Location identification entries:

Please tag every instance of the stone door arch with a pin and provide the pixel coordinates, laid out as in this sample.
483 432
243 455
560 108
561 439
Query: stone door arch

--

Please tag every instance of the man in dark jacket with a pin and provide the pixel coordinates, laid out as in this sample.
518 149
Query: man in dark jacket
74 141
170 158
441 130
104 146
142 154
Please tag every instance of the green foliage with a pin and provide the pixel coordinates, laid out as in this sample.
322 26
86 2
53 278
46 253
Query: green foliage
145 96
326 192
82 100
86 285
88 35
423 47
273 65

Exercise aim: Count the lines in the items above that contain the word "jacket", and give only that number.

The answer: 2